> _WHAT YOU WILL DO_: In the lines below, find the one that contains "Please mark the green flower" and write it out exactly, along with every line that follows it.

________________________

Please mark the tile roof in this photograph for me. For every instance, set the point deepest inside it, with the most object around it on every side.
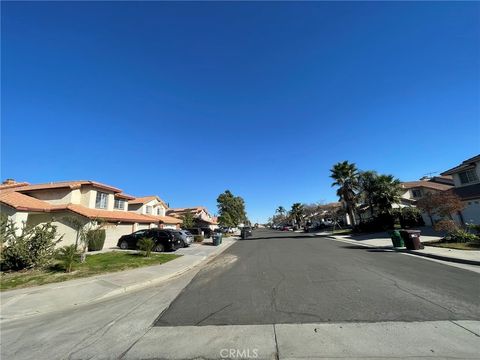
(125, 196)
(468, 192)
(426, 184)
(76, 184)
(166, 219)
(467, 164)
(12, 185)
(109, 215)
(24, 202)
(145, 199)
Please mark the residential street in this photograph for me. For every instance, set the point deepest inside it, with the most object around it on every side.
(280, 277)
(353, 295)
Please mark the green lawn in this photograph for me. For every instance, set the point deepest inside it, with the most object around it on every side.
(458, 246)
(94, 265)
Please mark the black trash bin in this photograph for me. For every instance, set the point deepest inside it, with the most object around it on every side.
(217, 239)
(411, 238)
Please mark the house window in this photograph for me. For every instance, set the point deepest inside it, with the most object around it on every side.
(101, 201)
(119, 204)
(417, 193)
(468, 176)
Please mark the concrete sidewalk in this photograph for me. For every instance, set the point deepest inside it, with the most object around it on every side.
(383, 240)
(43, 299)
(383, 340)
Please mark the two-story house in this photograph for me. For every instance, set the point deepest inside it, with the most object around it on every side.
(415, 190)
(201, 215)
(466, 177)
(156, 208)
(69, 202)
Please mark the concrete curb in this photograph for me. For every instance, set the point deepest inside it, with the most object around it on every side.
(413, 252)
(114, 291)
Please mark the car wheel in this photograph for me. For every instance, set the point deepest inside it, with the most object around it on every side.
(159, 248)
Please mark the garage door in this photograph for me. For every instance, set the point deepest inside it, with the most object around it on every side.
(114, 232)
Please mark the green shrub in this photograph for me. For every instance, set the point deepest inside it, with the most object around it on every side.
(461, 236)
(96, 239)
(146, 245)
(34, 247)
(68, 255)
(448, 226)
(474, 228)
(198, 238)
(410, 217)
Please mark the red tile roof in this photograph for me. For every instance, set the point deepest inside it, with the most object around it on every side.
(108, 215)
(12, 185)
(23, 202)
(145, 199)
(125, 196)
(426, 184)
(467, 164)
(166, 219)
(76, 184)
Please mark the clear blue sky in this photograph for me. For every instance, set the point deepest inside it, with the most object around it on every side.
(185, 100)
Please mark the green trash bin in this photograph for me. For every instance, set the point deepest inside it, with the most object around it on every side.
(397, 239)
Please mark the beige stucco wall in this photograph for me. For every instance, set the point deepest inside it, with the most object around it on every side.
(18, 217)
(89, 196)
(142, 208)
(60, 221)
(113, 232)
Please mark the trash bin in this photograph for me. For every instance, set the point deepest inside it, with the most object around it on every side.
(397, 240)
(411, 238)
(243, 234)
(217, 239)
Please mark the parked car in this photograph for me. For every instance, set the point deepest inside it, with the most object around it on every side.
(164, 240)
(186, 236)
(246, 232)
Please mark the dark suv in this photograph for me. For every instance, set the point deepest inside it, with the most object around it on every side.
(164, 240)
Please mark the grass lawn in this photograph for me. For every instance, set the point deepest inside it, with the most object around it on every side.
(94, 265)
(458, 246)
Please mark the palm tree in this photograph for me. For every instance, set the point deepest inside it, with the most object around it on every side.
(368, 183)
(280, 210)
(387, 192)
(297, 212)
(345, 175)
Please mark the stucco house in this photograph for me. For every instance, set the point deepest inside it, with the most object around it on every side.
(467, 186)
(200, 213)
(415, 190)
(155, 208)
(85, 201)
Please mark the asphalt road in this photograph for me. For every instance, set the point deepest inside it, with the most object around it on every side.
(276, 278)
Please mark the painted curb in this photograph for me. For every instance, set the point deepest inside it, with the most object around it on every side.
(413, 252)
(124, 289)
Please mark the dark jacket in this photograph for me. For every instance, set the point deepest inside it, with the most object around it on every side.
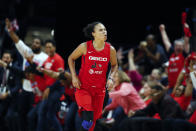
(167, 108)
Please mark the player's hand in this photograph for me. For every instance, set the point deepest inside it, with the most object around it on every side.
(162, 27)
(46, 93)
(76, 82)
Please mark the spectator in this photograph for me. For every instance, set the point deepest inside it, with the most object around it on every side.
(162, 104)
(125, 96)
(26, 96)
(9, 91)
(176, 55)
(151, 54)
(53, 92)
(183, 95)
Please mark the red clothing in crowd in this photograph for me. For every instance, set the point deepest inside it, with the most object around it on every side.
(182, 101)
(127, 97)
(193, 118)
(92, 75)
(39, 85)
(53, 63)
(176, 64)
(136, 79)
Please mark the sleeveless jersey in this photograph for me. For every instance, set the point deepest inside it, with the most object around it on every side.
(94, 66)
(176, 64)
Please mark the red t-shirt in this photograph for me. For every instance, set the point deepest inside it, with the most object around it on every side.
(39, 85)
(53, 63)
(94, 66)
(182, 101)
(193, 118)
(176, 64)
(156, 116)
(70, 91)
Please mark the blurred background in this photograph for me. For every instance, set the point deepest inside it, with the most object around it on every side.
(127, 24)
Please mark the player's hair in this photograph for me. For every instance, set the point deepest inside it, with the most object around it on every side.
(89, 29)
(50, 41)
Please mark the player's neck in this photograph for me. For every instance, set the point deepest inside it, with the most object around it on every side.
(98, 44)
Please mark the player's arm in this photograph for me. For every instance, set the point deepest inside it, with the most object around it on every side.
(79, 51)
(20, 45)
(114, 67)
(11, 32)
(186, 40)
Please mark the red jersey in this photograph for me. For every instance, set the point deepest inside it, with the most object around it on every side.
(182, 101)
(53, 63)
(176, 64)
(94, 66)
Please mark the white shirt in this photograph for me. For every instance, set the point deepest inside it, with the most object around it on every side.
(24, 50)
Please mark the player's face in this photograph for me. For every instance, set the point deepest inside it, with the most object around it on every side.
(178, 47)
(179, 91)
(100, 32)
(36, 46)
(50, 49)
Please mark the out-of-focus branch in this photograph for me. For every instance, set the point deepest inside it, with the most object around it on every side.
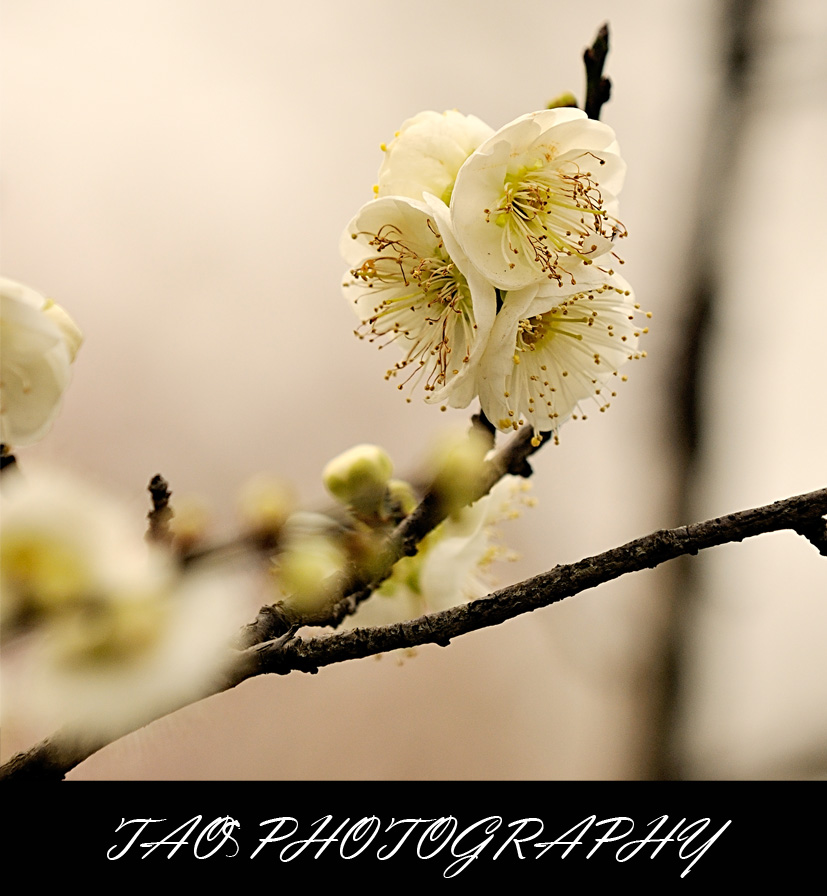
(161, 514)
(598, 88)
(53, 758)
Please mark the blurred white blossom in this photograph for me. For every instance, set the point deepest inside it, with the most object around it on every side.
(38, 343)
(453, 562)
(110, 633)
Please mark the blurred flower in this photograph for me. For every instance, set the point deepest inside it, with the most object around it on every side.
(457, 463)
(413, 284)
(115, 634)
(538, 198)
(547, 354)
(38, 342)
(452, 563)
(427, 152)
(264, 504)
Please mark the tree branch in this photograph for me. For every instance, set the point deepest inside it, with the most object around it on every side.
(598, 88)
(274, 621)
(54, 757)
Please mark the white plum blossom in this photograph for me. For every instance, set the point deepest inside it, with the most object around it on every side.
(427, 152)
(538, 198)
(410, 283)
(38, 342)
(453, 562)
(113, 633)
(548, 353)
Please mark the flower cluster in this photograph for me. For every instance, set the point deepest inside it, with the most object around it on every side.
(489, 259)
(317, 551)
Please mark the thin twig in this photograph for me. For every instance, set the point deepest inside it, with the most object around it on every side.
(598, 88)
(273, 621)
(161, 514)
(53, 758)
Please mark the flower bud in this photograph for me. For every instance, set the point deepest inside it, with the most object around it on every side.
(458, 463)
(264, 504)
(309, 571)
(359, 478)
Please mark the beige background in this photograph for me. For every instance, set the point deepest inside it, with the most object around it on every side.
(177, 174)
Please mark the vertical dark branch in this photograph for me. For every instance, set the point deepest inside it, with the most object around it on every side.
(700, 302)
(7, 459)
(161, 513)
(598, 88)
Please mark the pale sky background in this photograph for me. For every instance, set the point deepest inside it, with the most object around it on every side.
(177, 174)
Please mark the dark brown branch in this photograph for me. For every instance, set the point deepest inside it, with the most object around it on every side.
(53, 758)
(598, 88)
(273, 621)
(161, 513)
(797, 513)
(7, 459)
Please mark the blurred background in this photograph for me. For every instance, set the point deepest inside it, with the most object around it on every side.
(177, 174)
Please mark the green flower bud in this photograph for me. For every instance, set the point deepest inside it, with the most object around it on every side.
(359, 478)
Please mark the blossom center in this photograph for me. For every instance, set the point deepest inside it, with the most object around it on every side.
(548, 211)
(424, 300)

________________________

> _EXERCISE SOLUTION_:
Please mark the green flower bud in this photograph for me. For every instance, set the point deepest inside it, with the most object around it on every side.
(359, 478)
Please mark the blossom center in this photograph for me. For every instance, set the point deepest inside it, with the most object around it on every side.
(548, 211)
(424, 300)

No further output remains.